▸ Task brief: All records after this line are to be returned verbatim.

▸ Records to process:
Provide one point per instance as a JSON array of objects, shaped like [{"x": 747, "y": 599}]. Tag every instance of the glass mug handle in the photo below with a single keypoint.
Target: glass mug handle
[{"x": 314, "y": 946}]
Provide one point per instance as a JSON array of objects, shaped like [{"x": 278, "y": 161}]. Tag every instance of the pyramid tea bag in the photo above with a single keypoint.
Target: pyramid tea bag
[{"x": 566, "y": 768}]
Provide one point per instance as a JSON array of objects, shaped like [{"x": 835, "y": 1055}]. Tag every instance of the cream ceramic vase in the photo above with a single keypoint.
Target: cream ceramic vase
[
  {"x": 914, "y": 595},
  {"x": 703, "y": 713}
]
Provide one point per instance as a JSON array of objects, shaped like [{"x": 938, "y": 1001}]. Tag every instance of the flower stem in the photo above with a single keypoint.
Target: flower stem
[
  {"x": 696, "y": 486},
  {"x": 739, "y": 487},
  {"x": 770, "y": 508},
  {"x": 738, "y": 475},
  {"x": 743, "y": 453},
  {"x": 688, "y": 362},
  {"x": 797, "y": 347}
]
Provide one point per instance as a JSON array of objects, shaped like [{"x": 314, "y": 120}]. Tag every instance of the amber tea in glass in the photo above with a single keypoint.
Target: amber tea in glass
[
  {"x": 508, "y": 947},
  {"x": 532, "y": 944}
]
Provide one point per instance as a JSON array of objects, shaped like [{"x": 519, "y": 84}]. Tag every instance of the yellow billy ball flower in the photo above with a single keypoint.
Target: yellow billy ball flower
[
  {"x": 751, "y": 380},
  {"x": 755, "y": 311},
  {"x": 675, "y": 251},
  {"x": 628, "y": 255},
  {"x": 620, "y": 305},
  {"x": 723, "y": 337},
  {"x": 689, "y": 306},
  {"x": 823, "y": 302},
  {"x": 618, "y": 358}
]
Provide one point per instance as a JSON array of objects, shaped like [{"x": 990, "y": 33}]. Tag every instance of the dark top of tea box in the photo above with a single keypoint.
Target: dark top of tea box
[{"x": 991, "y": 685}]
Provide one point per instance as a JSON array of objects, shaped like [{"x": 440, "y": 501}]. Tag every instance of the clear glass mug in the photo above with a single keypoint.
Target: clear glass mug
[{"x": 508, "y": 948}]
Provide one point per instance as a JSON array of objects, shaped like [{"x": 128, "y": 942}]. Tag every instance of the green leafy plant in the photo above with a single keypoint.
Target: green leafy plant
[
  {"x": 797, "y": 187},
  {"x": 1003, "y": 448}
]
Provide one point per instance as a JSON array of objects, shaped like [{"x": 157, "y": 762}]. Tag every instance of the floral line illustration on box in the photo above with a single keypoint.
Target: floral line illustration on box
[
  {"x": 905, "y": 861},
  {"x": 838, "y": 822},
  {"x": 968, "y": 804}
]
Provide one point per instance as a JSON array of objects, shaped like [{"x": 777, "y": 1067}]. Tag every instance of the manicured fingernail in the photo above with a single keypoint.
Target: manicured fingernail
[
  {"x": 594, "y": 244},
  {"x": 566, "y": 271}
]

▸ Task response:
Provide one point per instance as a JSON array of objects, shaped like [{"x": 747, "y": 599}]. Tag every instance of the glass mug handle in the photo below with a single keypoint.
Target: glass mug handle
[{"x": 314, "y": 946}]
Provide one point per instance as a JSON array of objects, shaped like [{"x": 278, "y": 161}]. Tag every instance of the pyramid tea bag in the photo above with a single keypoint.
Target: pyramid tea bag
[{"x": 566, "y": 768}]
Provide one point per instance as a JSON array of objects, shaped like [{"x": 835, "y": 1055}]. Tag every instance of the cream ceramic vase in the photo above with a single keypoint.
Target: cream ceramic vase
[
  {"x": 914, "y": 595},
  {"x": 703, "y": 713}
]
Provide one point per instance as a JSON array of objects, shaped like [{"x": 938, "y": 1001}]. Tag every instance of the flower stem in the photo above with a single keypoint.
Target: flower stem
[
  {"x": 696, "y": 486},
  {"x": 739, "y": 487},
  {"x": 770, "y": 508},
  {"x": 738, "y": 475},
  {"x": 743, "y": 453},
  {"x": 688, "y": 362},
  {"x": 797, "y": 347}
]
Provide one point per instance as a JSON array of objects, shaped like [{"x": 314, "y": 120}]. Tag every instance of the amber tea in glass in the photo above with a single keypoint.
Target: amber tea in glass
[
  {"x": 508, "y": 947},
  {"x": 532, "y": 944}
]
Provide one point per instance as a JSON array of objects, shaped like [{"x": 519, "y": 84}]. Tag every instance of the yellow billy ball flower in the photo above with a single keypoint.
Target: yellow billy ball flower
[
  {"x": 751, "y": 380},
  {"x": 755, "y": 311},
  {"x": 675, "y": 251},
  {"x": 628, "y": 255},
  {"x": 620, "y": 305},
  {"x": 723, "y": 337},
  {"x": 689, "y": 306},
  {"x": 823, "y": 302},
  {"x": 618, "y": 358}
]
Provide one point per instance as a JSON array of objects, shaped like [{"x": 990, "y": 33}]. Tag every instance of the dark top of tea box in the photo above with a single keypoint.
Target: dark top of tea box
[{"x": 991, "y": 685}]
Provide one point per instance as a JSON array of objects, shaped like [{"x": 440, "y": 501}]. Tag every instance of the clear glass mug in the photo above with a single keypoint.
Target: clear glass mug
[{"x": 508, "y": 948}]
Provide one point per instance as a JSON array of objects, shaped like [{"x": 128, "y": 942}]. Tag every instance of the green leafy plant in the photo above with a single keypoint.
Target: green leafy plant
[
  {"x": 797, "y": 187},
  {"x": 1003, "y": 448}
]
Provide one point per instance as a JSON array of objects, shaped like [{"x": 157, "y": 762}]. Tag every instance of the floral line illustration on box in the photo above with a single keypoint.
Target: floral line illustration on box
[
  {"x": 905, "y": 861},
  {"x": 838, "y": 822},
  {"x": 968, "y": 804}
]
Provide one point per instance as a JSON array of objects, shaped like [{"x": 777, "y": 1067}]. Tag every instance of the manicured fingernail in the photo above with a single keypoint.
Target: manicured fingernail
[
  {"x": 594, "y": 244},
  {"x": 566, "y": 271}
]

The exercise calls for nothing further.